OBJECTIFS:
**A.** Citez le passage de la critique en commençant à « I'm A Freak Baby 2 » et en terminant à « bien plus longtemps. ».
**B.** Répondez brièvement aux questions suivantes à partir de la critique :
(i) Quel groupe est présenté comme l'influence majeure du courant Stoner sur le plan musical ?
(ii) Quel label a publié le coffret ?
(iii) Quelle période la collection couvre-t-elle ?

TEXTE RETENU:
=-=-=

I'm A Freak Baby 2 - british underground heavy-psych 1968-1973 | Review



Lorsque sont évoquées les racines du courant Stoner, quelques ficelles évidentes apparaissent. D'abord, il y a l'influence majeure de Black Sabbath, musicalement parlant. S'ajoutent les scènes psychédéliques anglaise et américaine de la fin des années 60, quelques noms comme Blue Cheer, tant pour l'approche sonore que visuelle, et le punk pour le côté no bullshit de la musique et de l'attitude. Avec ce panorama, on semble avoir résumé le genre, du moins, lorsque la presse musicale décide de l'évoquer. C'est bien mal connaître cette musique et ses racines profondes. En fait, la volonté de jouer une musique agressive sans contrainte de format, de technique et d'attitude remonte à bien plus longtemps.

Le label Cherry Red Records vient de publier un coffret de trois disques, second volet d'une collection nommée « I'm A Freak Baby ». Comme pour le premier volume, le label s'est attaché à offrir un panorama de la scène heavy/proto-metal des années 1968-1973 en Grande-Bretagne. En sont écartés les pointures du genre comme Black Sabbath, Led Zeppelin, ou même Hawkwind, et sont privilégiées toutes les formations plus ou moins obscures de ce courant.

=-=-=

Entrées de la collection:

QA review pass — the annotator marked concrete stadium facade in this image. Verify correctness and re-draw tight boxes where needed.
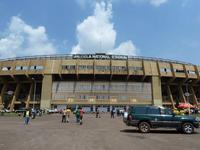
[0,54,200,111]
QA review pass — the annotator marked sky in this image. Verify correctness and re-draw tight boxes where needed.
[0,0,200,65]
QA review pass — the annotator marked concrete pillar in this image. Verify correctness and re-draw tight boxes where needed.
[178,84,186,103]
[26,82,34,108]
[0,83,8,109]
[189,86,198,106]
[167,85,175,108]
[40,75,52,109]
[151,76,162,106]
[10,83,21,111]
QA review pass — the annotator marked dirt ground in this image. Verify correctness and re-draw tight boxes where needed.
[0,114,200,150]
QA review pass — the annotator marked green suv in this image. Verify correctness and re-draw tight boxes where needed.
[123,106,200,134]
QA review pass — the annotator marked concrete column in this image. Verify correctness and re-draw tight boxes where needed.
[167,85,175,108]
[26,82,34,108]
[10,83,21,111]
[0,83,8,109]
[178,85,186,103]
[40,75,52,109]
[151,76,162,106]
[189,86,198,106]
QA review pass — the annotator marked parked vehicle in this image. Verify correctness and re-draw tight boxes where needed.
[123,106,200,134]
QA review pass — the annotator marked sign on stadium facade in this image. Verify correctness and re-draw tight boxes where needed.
[73,54,128,60]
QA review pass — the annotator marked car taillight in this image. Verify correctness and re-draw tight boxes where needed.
[128,115,133,121]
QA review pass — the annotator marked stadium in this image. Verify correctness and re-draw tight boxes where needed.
[0,53,200,111]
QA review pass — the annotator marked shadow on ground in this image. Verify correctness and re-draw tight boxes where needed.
[120,129,199,134]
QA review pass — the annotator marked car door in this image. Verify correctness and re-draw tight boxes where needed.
[147,107,163,128]
[160,108,177,128]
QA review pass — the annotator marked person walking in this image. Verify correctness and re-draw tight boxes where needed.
[62,109,66,123]
[110,108,115,118]
[24,109,31,125]
[96,107,99,118]
[66,108,71,123]
[75,108,80,123]
[80,108,84,125]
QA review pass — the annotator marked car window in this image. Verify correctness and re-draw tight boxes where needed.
[165,109,172,115]
[160,108,172,115]
[147,108,160,114]
[134,107,146,114]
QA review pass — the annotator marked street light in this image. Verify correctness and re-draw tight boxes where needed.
[32,78,36,110]
[185,80,192,115]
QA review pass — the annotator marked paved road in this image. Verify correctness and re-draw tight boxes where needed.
[0,114,200,150]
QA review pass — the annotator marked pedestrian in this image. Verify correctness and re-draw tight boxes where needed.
[110,108,115,118]
[75,108,80,123]
[80,108,84,125]
[96,107,100,118]
[24,109,31,125]
[62,109,66,123]
[31,108,36,119]
[66,108,71,123]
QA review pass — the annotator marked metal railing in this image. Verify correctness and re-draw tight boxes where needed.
[0,54,194,65]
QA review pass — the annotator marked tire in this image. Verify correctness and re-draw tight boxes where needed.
[176,128,183,133]
[182,122,194,134]
[138,122,150,133]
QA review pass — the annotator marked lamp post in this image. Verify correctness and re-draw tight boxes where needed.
[185,80,192,115]
[32,78,36,110]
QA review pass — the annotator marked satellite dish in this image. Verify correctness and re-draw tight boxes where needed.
[7,91,14,95]
[185,92,190,96]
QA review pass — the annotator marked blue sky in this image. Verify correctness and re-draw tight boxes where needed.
[0,0,200,65]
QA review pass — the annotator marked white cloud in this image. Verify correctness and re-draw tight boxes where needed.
[76,0,95,8]
[0,16,56,58]
[130,0,168,7]
[150,0,167,6]
[71,2,137,55]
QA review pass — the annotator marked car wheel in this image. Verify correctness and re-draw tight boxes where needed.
[138,122,150,133]
[176,128,183,133]
[182,122,194,134]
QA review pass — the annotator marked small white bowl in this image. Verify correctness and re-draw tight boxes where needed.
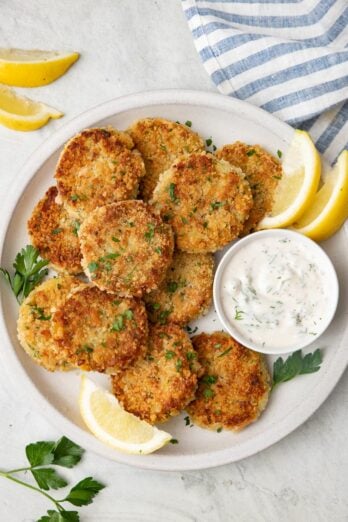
[213,229,339,354]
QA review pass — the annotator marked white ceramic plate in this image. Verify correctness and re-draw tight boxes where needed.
[0,90,348,470]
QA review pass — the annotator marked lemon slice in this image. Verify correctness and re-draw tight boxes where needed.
[80,375,172,455]
[0,48,80,87]
[0,85,63,131]
[258,130,321,229]
[293,150,348,241]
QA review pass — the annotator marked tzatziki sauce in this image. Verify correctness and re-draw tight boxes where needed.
[220,233,332,351]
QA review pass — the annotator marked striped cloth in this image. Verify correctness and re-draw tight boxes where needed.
[182,0,348,163]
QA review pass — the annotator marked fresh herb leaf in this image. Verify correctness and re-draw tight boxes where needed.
[52,436,85,468]
[0,245,49,303]
[272,348,323,388]
[167,281,179,294]
[37,509,80,522]
[25,441,55,468]
[64,477,105,506]
[31,468,68,491]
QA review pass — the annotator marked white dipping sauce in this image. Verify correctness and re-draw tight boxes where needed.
[220,235,330,349]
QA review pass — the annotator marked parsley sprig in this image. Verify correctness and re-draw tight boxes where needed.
[0,245,49,304]
[0,437,105,522]
[272,348,323,389]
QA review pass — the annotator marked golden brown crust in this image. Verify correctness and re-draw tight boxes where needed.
[153,152,252,253]
[216,141,282,235]
[145,251,214,326]
[52,285,148,374]
[187,332,270,431]
[28,187,82,274]
[79,200,174,297]
[55,127,145,219]
[129,118,204,201]
[17,275,82,371]
[112,324,198,424]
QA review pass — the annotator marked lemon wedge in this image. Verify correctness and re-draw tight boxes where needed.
[293,150,348,241]
[79,375,172,455]
[258,130,321,229]
[0,85,63,131]
[0,48,80,87]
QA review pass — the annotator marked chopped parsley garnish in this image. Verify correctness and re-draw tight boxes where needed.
[203,388,214,399]
[234,306,245,321]
[210,201,225,210]
[72,221,81,236]
[51,228,63,236]
[168,183,177,203]
[202,375,218,384]
[167,281,179,294]
[175,359,182,372]
[144,223,155,242]
[218,346,232,357]
[75,344,93,355]
[29,304,52,321]
[88,261,99,272]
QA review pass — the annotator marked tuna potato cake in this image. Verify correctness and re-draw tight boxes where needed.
[216,141,282,235]
[79,200,174,297]
[52,285,148,374]
[187,332,270,431]
[55,127,145,220]
[28,187,82,274]
[112,324,199,424]
[152,152,253,253]
[17,275,82,371]
[129,118,204,201]
[145,251,214,326]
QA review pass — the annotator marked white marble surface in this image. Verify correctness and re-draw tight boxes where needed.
[0,0,348,522]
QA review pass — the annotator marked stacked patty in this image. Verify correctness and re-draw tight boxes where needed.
[18,118,281,430]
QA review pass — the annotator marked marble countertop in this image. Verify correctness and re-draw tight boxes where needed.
[0,0,348,522]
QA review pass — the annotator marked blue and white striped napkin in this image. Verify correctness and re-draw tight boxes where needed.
[182,0,348,163]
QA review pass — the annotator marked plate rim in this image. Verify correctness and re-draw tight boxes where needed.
[0,89,348,471]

=-=-=

RÉSULTATS:
**A.**
I'm A Freak Baby 2 - british underground heavy-psych 1968-1973 | Review



Lorsque sont évoquées les racines du courant Stoner, quelques ficelles évidentes apparaissent. D'abord, il y a l'influence majeure de Black Sabbath, musicalement parlant. S'ajoutent les scènes psychédéliques anglaise et américaine de la fin des années 60, quelques noms comme Blue Cheer, tant pour l'approche sonore que visuelle, et le punk pour le côté no bullshit de la musique et de l'attitude. Avec ce panorama, on semble avoir résumé le genre, du moins, lorsque la presse musicale décide de l'évoquer. C'est bien mal connaître cette musique et ses racines profondes. En fait, la volonté de jouer une musique agressive sans contrainte de format, de technique et d'attitude remonte à bien plus longtemps.

**B.**
(i) Black Sabbath.
(ii) Cherry Red Records.
(iii) Les années 1968-1973.